» Problem to solve:
All lines in the entries below that hold "every" make up the answer.

Dataset records
****
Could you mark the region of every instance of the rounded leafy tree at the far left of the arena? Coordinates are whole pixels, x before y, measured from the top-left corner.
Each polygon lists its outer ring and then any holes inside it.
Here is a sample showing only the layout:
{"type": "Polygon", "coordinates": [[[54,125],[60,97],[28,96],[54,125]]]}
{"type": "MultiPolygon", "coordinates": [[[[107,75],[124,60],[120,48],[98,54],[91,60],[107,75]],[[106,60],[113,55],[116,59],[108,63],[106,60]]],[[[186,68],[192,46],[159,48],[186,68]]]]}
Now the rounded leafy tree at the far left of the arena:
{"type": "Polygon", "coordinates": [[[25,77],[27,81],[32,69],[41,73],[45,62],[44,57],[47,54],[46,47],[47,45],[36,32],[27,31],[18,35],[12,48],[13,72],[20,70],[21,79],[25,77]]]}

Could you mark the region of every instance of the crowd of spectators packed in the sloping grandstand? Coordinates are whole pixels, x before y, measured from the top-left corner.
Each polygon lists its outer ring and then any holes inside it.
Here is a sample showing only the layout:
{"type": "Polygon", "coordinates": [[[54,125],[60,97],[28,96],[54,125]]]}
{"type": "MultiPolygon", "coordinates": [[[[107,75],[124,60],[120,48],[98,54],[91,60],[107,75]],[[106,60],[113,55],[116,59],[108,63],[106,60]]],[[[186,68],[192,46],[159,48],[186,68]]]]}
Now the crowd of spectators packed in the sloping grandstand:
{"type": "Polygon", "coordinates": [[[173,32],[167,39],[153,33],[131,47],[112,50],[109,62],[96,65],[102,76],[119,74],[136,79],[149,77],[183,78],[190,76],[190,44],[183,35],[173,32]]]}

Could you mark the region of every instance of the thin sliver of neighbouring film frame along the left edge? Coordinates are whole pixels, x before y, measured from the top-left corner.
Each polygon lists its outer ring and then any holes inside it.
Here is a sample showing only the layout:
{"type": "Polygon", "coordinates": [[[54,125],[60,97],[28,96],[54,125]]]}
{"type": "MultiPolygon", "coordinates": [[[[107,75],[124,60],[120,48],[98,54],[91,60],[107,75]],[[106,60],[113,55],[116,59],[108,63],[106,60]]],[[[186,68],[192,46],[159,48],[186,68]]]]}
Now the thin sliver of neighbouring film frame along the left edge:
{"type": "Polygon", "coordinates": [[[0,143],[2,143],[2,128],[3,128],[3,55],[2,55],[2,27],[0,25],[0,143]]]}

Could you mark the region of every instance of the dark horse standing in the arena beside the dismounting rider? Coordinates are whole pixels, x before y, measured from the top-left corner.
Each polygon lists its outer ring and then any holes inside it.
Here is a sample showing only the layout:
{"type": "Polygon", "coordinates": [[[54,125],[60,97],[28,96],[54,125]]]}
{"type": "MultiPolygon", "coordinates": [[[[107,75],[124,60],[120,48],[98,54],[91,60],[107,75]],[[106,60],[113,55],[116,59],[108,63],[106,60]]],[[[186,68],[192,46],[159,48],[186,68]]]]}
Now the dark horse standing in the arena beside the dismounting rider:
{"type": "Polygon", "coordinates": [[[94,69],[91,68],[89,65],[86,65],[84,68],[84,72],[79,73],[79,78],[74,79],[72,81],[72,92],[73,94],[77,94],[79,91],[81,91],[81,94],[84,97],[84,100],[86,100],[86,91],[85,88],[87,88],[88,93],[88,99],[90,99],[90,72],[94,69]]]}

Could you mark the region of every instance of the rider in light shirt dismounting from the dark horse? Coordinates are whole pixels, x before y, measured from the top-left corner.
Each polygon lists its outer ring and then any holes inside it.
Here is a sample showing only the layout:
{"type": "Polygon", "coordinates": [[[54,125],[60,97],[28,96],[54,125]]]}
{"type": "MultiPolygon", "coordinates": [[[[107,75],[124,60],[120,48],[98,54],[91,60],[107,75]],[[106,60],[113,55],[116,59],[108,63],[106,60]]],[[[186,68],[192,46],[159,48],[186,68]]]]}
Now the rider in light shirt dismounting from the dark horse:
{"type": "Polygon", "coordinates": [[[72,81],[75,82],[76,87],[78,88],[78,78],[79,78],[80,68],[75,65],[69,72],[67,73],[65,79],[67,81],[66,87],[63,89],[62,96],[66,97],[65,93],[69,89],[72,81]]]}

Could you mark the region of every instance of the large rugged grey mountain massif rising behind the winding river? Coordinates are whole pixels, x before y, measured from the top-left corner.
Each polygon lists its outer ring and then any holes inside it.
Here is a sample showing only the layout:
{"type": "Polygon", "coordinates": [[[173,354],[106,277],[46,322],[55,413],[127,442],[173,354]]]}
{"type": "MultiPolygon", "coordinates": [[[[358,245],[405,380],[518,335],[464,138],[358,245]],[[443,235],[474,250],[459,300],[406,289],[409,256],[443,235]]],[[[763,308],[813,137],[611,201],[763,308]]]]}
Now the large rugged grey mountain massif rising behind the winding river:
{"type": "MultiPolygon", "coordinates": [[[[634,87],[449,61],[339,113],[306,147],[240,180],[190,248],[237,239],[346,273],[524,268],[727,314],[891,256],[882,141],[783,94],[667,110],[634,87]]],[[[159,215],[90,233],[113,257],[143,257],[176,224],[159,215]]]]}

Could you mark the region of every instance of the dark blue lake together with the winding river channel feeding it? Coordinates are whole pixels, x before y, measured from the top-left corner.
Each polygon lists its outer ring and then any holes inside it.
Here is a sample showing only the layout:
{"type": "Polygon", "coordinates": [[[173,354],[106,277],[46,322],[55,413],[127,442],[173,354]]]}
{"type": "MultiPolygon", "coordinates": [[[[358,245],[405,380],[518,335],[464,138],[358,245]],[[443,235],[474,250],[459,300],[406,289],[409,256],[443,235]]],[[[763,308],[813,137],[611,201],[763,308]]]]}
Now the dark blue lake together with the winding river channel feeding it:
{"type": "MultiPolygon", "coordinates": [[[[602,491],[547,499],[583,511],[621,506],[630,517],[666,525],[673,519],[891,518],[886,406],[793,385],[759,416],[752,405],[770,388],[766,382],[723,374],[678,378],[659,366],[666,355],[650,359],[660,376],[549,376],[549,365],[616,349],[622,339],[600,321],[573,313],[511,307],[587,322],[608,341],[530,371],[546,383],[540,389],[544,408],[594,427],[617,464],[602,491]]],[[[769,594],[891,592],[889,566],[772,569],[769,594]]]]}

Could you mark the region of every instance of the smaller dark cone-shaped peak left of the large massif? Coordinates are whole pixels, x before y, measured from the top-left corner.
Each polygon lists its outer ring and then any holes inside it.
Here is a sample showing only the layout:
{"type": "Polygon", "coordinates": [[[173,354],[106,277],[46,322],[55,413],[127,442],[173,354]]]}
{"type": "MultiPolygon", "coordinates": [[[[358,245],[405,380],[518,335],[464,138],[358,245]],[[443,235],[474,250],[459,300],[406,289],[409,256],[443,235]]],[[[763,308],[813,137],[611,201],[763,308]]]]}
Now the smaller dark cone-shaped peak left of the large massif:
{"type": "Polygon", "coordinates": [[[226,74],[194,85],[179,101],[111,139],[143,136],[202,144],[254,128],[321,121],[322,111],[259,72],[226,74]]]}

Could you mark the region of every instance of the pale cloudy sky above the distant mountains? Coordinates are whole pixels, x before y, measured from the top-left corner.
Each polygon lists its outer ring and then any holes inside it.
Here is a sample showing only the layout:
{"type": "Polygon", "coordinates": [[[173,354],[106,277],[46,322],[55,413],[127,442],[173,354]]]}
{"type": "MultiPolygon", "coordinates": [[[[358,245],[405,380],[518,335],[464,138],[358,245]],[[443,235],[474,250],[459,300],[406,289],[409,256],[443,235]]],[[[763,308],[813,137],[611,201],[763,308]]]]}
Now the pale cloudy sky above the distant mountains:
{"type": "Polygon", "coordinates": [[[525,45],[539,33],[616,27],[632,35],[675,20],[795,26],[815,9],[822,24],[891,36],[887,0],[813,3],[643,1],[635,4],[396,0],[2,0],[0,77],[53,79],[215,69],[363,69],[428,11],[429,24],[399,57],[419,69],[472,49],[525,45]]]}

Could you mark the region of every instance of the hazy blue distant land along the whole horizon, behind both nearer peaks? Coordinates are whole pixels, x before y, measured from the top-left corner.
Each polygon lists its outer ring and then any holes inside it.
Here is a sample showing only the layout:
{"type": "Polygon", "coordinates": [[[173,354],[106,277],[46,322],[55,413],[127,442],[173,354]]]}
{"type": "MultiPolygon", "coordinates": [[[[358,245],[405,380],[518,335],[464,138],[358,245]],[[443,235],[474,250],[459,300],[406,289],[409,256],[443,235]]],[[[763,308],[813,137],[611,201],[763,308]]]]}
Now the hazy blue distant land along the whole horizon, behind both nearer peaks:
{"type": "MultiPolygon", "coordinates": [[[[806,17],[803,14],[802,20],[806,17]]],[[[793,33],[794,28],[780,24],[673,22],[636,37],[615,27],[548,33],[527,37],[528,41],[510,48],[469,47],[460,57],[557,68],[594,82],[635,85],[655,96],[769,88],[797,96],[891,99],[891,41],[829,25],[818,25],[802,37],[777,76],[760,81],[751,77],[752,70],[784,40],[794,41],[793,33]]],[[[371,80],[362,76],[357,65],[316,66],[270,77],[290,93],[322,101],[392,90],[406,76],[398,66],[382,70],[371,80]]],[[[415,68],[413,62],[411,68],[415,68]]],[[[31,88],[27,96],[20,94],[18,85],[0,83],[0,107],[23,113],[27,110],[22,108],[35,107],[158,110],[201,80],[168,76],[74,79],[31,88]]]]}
****
» Exercise answer:
Could you mark the region of every instance of the rounded leafy tree at the far left of the arena? Coordinates are whole pixels, x before y, measured from the top-left corner.
Could you mark the region of every instance of the crowd of spectators packed in the sloping grandstand? Coordinates are whole pixels, x before y, measured from the top-left corner.
Could you mark the region of every instance of the thin sliver of neighbouring film frame along the left edge? Coordinates are whole pixels, x before y, measured from the top-left corner.
Could you mark the region of every instance of the dark horse standing in the arena beside the dismounting rider? Coordinates are whole pixels, x before y, measured from the top-left corner.
Could you mark the region of every instance of the rider in light shirt dismounting from the dark horse? Coordinates are whole pixels, x before y, measured from the top-left corner.
Could you mark the region of every instance of the large rugged grey mountain massif rising behind the winding river? Coordinates are whole pixels, x before y, measured from the top-left corner.
Could you mark the region of every instance of the dark blue lake together with the winding river channel feeding it? Coordinates are whole pixels, x before y, measured from the top-left corner.
Could you mark the region of every instance of the smaller dark cone-shaped peak left of the large massif? Coordinates are whole pixels, x before y, measured from the top-left corner.
Could you mark the region of every instance of the pale cloudy sky above the distant mountains? Coordinates are whole pixels, x before y, measured from the top-left corner.
Could you mark the region of every instance of the hazy blue distant land along the whole horizon, behind both nearer peaks? Coordinates are whole pixels, x before y, measured from the top-left corner.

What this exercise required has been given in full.